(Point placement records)

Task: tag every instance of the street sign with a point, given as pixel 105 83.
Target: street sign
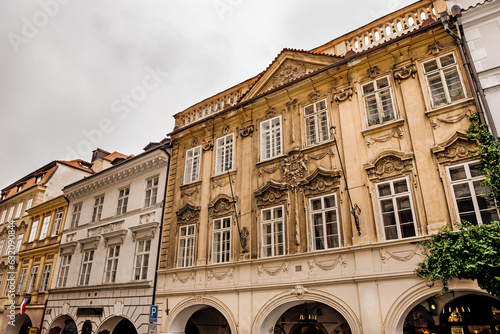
pixel 153 313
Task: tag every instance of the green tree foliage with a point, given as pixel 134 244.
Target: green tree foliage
pixel 471 252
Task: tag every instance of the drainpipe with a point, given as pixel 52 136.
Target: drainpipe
pixel 477 91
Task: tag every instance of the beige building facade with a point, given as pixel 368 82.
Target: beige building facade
pixel 298 198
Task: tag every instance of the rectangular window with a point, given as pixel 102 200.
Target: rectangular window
pixel 63 271
pixel 142 259
pixel 221 240
pixel 45 277
pixel 224 160
pixel 192 168
pixel 32 279
pixel 471 198
pixel 324 222
pixel 122 201
pixel 77 210
pixel 185 257
pixel 97 211
pixel 34 228
pixel 270 138
pixel 22 278
pixel 88 257
pixel 112 264
pixel 378 101
pixel 273 234
pixel 45 227
pixel 18 211
pixel 396 209
pixel 57 224
pixel 316 123
pixel 151 191
pixel 443 80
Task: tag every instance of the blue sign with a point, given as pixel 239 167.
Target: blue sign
pixel 153 313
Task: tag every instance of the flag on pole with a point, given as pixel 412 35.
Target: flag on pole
pixel 25 302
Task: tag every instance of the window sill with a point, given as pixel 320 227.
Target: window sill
pixel 382 127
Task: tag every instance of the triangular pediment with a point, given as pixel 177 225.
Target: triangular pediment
pixel 289 65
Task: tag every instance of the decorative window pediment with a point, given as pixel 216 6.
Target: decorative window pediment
pixel 221 205
pixel 456 148
pixel 272 192
pixel 389 164
pixel 321 180
pixel 188 213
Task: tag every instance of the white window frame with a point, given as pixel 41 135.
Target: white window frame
pixel 378 93
pixel 444 84
pixel 45 227
pixel 394 198
pixel 192 165
pixel 123 194
pixel 44 283
pixel 142 257
pixel 56 227
pixel 151 191
pixel 34 229
pixel 315 131
pixel 111 264
pixel 87 259
pixel 224 154
pixel 186 248
pixel 272 137
pixel 469 180
pixel 64 270
pixel 221 240
pixel 322 233
pixel 275 234
pixel 97 208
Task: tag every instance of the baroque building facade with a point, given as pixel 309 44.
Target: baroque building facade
pixel 105 269
pixel 297 199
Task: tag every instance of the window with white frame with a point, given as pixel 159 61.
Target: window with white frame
pixel 396 209
pixel 221 240
pixel 63 271
pixel 111 264
pixel 97 210
pixel 18 243
pixel 19 208
pixel 34 229
pixel 270 138
pixel 45 277
pixel 224 159
pixel 88 257
pixel 75 218
pixel 185 255
pixel 32 279
pixel 316 123
pixel 142 259
pixel 151 191
pixel 324 222
pixel 470 196
pixel 56 227
pixel 122 201
pixel 443 80
pixel 273 232
pixel 377 98
pixel 22 278
pixel 192 167
pixel 45 227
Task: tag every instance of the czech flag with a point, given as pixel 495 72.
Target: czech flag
pixel 25 302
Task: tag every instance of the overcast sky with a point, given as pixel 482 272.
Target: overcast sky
pixel 76 75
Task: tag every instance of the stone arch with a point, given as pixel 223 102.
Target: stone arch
pixel 180 314
pixel 395 317
pixel 272 310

# [Requirements]
Rewrite the stretch of data from the line containing "Task: tag every instance of the czech" through the line containing "pixel 76 75", both included and requests and all, scaling each answer's point coordinates by 2.5 and rounding to whole numbers with halves going up. Keep the numbers inside the requests unchanged.

# [Correct output]
Task: tag every instance of the czech flag with a point, given as pixel 495 72.
Target: czech flag
pixel 63 755
Task: tag every instance of the overcast sky with a point, given as pixel 482 272.
Target: overcast sky
pixel 190 188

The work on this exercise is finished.